*Work order*: Go over the lines below, and when one contains the word "tree", copy it.

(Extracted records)
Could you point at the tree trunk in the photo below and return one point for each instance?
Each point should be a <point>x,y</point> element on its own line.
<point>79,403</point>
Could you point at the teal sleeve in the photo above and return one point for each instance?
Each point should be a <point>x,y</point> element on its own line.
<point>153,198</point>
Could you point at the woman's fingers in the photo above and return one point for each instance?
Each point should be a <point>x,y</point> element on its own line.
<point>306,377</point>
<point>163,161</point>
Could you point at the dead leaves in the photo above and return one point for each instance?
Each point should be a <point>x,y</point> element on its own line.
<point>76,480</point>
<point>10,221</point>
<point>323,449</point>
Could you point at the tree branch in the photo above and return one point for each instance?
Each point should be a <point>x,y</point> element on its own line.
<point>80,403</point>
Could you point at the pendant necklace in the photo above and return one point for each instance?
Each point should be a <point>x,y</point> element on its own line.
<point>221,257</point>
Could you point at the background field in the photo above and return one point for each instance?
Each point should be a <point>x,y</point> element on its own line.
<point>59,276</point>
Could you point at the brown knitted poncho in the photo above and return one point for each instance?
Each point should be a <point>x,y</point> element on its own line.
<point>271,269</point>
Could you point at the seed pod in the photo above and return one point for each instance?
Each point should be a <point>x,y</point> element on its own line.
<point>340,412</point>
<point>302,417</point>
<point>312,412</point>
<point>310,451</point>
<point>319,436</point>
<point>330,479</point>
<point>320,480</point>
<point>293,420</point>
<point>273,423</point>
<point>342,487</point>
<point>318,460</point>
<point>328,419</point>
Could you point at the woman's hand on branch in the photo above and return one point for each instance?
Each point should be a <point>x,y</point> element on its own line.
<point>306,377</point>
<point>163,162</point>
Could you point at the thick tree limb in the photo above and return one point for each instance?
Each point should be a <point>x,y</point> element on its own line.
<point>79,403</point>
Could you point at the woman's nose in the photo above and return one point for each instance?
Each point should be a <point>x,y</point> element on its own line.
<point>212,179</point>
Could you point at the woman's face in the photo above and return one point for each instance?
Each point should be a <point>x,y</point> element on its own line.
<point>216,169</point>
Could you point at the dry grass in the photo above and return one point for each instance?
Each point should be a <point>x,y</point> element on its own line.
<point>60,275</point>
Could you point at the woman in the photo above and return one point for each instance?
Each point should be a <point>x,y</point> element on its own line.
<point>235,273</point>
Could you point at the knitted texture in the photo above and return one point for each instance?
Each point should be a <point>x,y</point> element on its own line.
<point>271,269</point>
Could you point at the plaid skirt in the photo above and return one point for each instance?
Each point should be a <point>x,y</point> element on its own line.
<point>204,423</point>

*Response to this task*:
Could you point at the tree trunk in the photo below and return one point for each instance?
Could you point at the tree branch in the photo above and return one point for each instance?
Could you point at the thick tree limb in the photo above and return one point for each instance?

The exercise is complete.